### Your task
Write out the whole listing below again word for word, leaving out the pictures.
# # # # #
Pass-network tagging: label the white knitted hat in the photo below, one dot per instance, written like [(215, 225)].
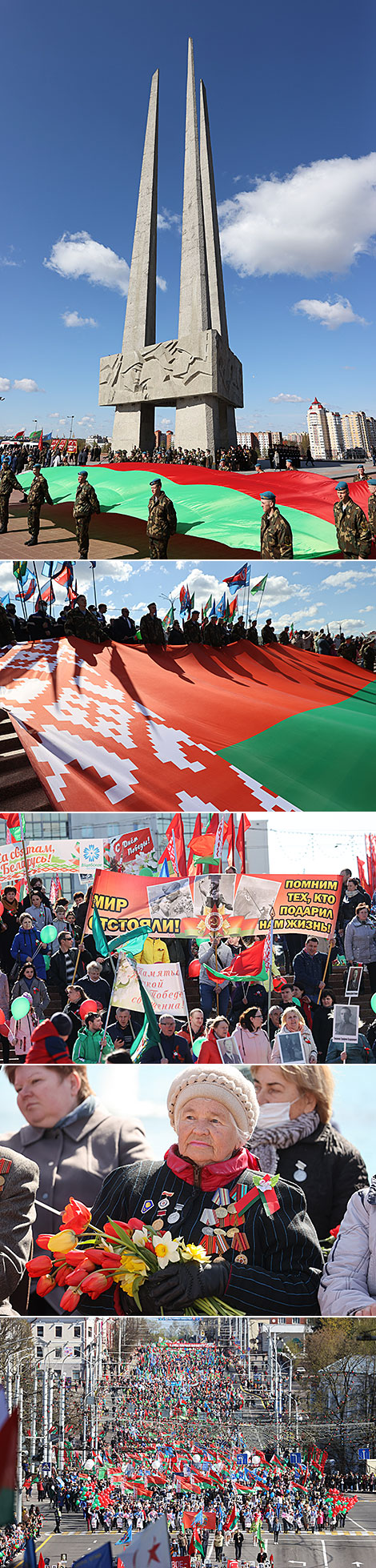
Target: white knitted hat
[(225, 1084)]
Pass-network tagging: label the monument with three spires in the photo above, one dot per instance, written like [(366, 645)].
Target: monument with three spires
[(198, 371)]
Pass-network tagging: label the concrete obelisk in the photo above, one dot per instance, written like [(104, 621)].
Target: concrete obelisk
[(196, 372), (135, 423)]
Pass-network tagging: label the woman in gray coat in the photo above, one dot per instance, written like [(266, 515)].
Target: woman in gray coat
[(74, 1141)]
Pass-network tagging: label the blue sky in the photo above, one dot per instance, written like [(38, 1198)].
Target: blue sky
[(143, 1092), (284, 94), (309, 595)]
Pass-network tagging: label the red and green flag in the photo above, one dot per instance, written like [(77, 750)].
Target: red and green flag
[(263, 728), (8, 1468)]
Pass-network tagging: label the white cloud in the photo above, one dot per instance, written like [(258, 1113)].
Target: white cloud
[(346, 580), (73, 319), (315, 220), (330, 314), (289, 397), (27, 386), (168, 220), (80, 256)]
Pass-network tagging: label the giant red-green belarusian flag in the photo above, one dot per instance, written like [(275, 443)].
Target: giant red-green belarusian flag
[(214, 505), (193, 729)]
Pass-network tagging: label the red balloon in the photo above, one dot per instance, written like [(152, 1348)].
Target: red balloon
[(88, 1007)]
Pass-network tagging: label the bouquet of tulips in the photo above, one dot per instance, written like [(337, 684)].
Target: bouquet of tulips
[(88, 1261)]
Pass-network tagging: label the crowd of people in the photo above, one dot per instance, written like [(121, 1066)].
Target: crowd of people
[(171, 1443), (230, 1018), (94, 624)]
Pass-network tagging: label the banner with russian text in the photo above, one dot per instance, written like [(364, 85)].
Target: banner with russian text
[(218, 905)]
# # # # #
### Final answer
Pass-network tagging: label the white knitted hat in the photo below, one dot per instance, written like [(215, 225)].
Target: white knitted hat
[(225, 1084)]
Pass-network tagging: label the monument with three spires in the photo above, one dot per instance, written like [(366, 645)].
Target: monument with three spires
[(198, 371)]
Pass-network tagging: label the concrete obelisk in the photo above, one dot per instance, written like [(104, 621)].
Target: concrete obelisk
[(196, 372), (135, 423)]
Pass-network tagging: label the woman in gray coat in the photo above, one dot per instance, written like [(266, 515)].
Target: woman in gray coat
[(74, 1141)]
Pass-network tagging: label the blue sky in the photo above, one dot per instance, written like [(38, 1198)].
Target: blue sky
[(143, 1092), (284, 94), (309, 595)]
Pass-network tagging: label the red and green flag in the photo above, one dot per instance, written like [(77, 750)].
Target: red and green flag
[(263, 728), (8, 1468)]
Pass-network tagging: label the white cloud in the photo above, one dot per instance, written like [(258, 1113)].
Target: white cloud
[(346, 580), (73, 319), (315, 220), (330, 314), (289, 397), (27, 386), (168, 220), (80, 256)]
Pass-network tagging: label the giant red-green belarusian flag in the photo above, one dot per instance, written like [(275, 443)].
Target: giant red-green belarusian flag
[(214, 505), (193, 729)]
Pass-network tagging: label the red balloon in the photo above, one dot per instance, written like [(152, 1348)].
Target: red balloon
[(88, 1007)]
Pass-network tagging: label the bouquet of tulips in the photo above, one dot per instance, written like [(337, 684)].
Target: bouquet of tulips
[(88, 1261)]
Pass-network tagging: label the crowd of people in the photo above, one dot per instance, written like [(121, 1066)].
Target: crowd of people
[(171, 1443), (230, 1018), (94, 624)]
Pass-network tagging: label the banner with russian text in the photo above, one dot per instance, written like [(364, 85)].
Target: banner with russian text
[(218, 905)]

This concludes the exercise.